Part of a data file
********

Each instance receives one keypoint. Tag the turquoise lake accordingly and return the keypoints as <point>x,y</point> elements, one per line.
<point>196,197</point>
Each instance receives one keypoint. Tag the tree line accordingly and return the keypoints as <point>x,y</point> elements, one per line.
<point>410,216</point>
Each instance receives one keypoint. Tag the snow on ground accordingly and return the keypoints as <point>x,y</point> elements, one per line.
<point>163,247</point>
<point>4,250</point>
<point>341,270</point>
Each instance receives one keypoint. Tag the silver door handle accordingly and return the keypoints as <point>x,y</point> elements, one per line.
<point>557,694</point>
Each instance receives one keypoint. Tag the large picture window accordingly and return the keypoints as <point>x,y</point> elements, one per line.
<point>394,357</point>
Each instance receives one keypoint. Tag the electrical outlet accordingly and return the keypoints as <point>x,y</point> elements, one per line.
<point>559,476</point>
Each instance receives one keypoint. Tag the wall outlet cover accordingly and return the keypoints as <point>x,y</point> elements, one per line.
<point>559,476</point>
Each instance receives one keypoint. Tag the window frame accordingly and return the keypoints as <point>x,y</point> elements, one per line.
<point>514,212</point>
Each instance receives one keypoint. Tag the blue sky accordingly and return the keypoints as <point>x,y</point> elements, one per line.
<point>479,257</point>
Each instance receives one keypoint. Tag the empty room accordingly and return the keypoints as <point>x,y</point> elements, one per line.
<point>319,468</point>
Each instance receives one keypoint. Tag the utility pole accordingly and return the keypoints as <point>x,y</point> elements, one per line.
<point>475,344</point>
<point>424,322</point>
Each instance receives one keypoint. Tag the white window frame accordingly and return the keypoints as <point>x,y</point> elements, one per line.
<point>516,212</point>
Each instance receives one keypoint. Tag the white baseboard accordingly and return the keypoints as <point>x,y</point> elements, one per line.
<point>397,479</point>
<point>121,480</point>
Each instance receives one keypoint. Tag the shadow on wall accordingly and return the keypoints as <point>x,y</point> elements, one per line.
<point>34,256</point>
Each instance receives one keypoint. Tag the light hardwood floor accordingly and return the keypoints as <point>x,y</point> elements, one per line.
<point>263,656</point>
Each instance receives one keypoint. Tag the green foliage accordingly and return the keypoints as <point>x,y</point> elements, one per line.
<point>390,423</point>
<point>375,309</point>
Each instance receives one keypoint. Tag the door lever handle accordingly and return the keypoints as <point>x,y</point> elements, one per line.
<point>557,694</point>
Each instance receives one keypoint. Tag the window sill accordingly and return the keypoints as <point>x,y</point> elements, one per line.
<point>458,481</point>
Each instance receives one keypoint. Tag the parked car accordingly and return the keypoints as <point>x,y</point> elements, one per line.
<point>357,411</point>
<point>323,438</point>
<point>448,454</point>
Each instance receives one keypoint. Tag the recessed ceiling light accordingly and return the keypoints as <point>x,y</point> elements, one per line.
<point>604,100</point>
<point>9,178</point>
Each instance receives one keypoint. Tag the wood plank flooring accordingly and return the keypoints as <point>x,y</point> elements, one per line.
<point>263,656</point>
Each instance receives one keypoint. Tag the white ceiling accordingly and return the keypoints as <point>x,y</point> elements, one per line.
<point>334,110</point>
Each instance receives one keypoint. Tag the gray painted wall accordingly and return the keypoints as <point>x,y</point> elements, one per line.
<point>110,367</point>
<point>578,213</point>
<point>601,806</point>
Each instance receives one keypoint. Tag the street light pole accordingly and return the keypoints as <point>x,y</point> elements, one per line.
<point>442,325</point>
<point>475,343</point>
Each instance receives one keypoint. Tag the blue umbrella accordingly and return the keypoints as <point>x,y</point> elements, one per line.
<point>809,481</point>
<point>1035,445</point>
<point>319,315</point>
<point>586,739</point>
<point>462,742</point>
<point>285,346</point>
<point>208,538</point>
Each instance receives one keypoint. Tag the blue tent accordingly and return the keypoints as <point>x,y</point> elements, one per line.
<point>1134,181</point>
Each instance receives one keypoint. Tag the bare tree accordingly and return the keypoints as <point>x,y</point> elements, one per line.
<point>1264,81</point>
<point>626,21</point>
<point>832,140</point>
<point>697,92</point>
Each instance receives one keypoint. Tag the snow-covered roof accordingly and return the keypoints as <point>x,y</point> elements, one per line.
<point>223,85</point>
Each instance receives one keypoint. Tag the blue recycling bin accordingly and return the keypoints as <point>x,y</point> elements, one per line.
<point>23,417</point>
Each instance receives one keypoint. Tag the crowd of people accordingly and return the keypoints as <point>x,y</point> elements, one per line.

********

» SHORT EXERCISE:
Rewrite all of the items above, replacing every "instance" with "object" and leaving everything else unchanged.

» ANSWER TO THE PROBLEM:
Each object receives one keypoint. Tag the turquoise lake accordingly and return the keypoints as <point>x,y</point> elements, one per line.
<point>196,197</point>
Each object receives one keypoint. Tag the tree line accordingly and return the keypoints as <point>x,y</point> elements, one per line.
<point>410,216</point>
Each object receives one keypoint. Tag the snow on ground accordingly and return the keypoints as <point>x,y</point> elements, one per line.
<point>163,247</point>
<point>4,250</point>
<point>341,270</point>
Each object receives one keypoint. Tag the silver door handle accordingly and return the keypoints as <point>x,y</point> elements, one per line.
<point>557,694</point>
Each object receives one keypoint. Tag the large picture window accordingly and return the keypoints as <point>x,y</point> elements, one per line.
<point>394,357</point>
Each object receives one keypoint. Tag the electrical outlet accordingly and return the keypoints as <point>x,y</point> elements, one per line.
<point>559,476</point>
Each object receives one keypoint. Tag the wall outlet cover accordingly and return the keypoints as <point>x,y</point> elements, one per line.
<point>559,476</point>
Each object receives one keypoint. Tag the window frame accordingly and return the keypoints as <point>x,y</point> elements, one per line.
<point>514,212</point>
Each object receives one keypoint. Tag the blue sky accordingly and return the keypoints as <point>x,y</point> elements, one per line.
<point>479,257</point>
Each object receives one keypoint. Tag the empty room accordingly and return the keypoints as <point>x,y</point> elements, one per line.
<point>319,468</point>
Each object receives one keypoint. Tag the utility pole accordingly and return the keypoints as <point>x,y</point> elements, one per line.
<point>475,344</point>
<point>424,322</point>
Each object receives one keypoint. Tag the white window frame accordingly and return the keypoints as <point>x,y</point> elements, one per line.
<point>516,212</point>
Each object receives one keypoint. Tag the white baseboard accordingly and return the keypoints as <point>x,y</point> elements, one per line.
<point>397,479</point>
<point>121,480</point>
Each object receives one keypoint. Tag the shadow on wall accordingly and return the keypoints as <point>x,y</point> elements, one per line.
<point>34,256</point>
Each object receives one keypoint. Tag the light hardwood floor accordingly and return the keypoints as <point>x,y</point> elements, one per line.
<point>263,656</point>
Each object receives one keypoint. Tag the green foliage accordingly and return the keypoints as <point>x,y</point> elements, one per line.
<point>390,423</point>
<point>375,309</point>
Each object receives one keypoint. Tag the door lever handle accordingly and return the keypoints as <point>x,y</point> elements, one per line.
<point>557,694</point>
Each object receives one keypoint. Tag the window sill accordingly and return the keypoints as <point>x,y</point> elements, one per line.
<point>458,481</point>
Each object receives one keypoint. Tag the parked car accordingly and return the keypoints as <point>x,y</point> elements, one per line.
<point>357,411</point>
<point>323,438</point>
<point>448,454</point>
Each object receives one keypoint. Tag the recessed ceiling light accordingly and return the keypoints as <point>x,y</point> elements, one per line.
<point>604,100</point>
<point>9,178</point>
Each object receives one keypoint. Tag the wood plank flooring accordingly and return the keypoints as <point>x,y</point> elements, one per line.
<point>263,656</point>
Each object receives one keypoint. Tag the white ceiling accordingly and return the keypoints as <point>x,y</point> elements, one per line.
<point>334,110</point>
Each object receives one keypoint. Tag the gray painted wall accordingly and return the keypoints as <point>x,y</point> elements, one per line.
<point>110,367</point>
<point>578,213</point>
<point>601,806</point>
Each object receives one keypoint. Tag the street light pole accordingly and return the keypoints as <point>x,y</point> elements, one per line.
<point>442,325</point>
<point>475,343</point>
Each object receives one keypoint. Tag the blue umbrella accordingly and return the keypoints as <point>x,y</point> elements, one per line.
<point>809,481</point>
<point>1035,445</point>
<point>319,315</point>
<point>586,739</point>
<point>462,742</point>
<point>285,346</point>
<point>208,538</point>
Each object receives one keypoint. Tag the blue tent accordingly and return the keypoints as <point>x,y</point> elements, one per line.
<point>1134,181</point>
Each object receives one keypoint. Tag the bare tree accordingly and return the keypoints as <point>x,y</point> elements, one per line.
<point>1264,81</point>
<point>626,21</point>
<point>832,140</point>
<point>697,92</point>
Each object receives one keypoint. Tag the snow-covered roof accordingly and return the keypoints as <point>x,y</point> elements, one per line.
<point>223,85</point>
Each object receives one keypoint. Tag the blue recycling bin accordingly and return the keypoints as <point>x,y</point> elements, one per line.
<point>23,417</point>
Each object receives one keypoint. Tag the crowd of people accordingly and return the keypoints as <point>x,y</point> elements, one per line.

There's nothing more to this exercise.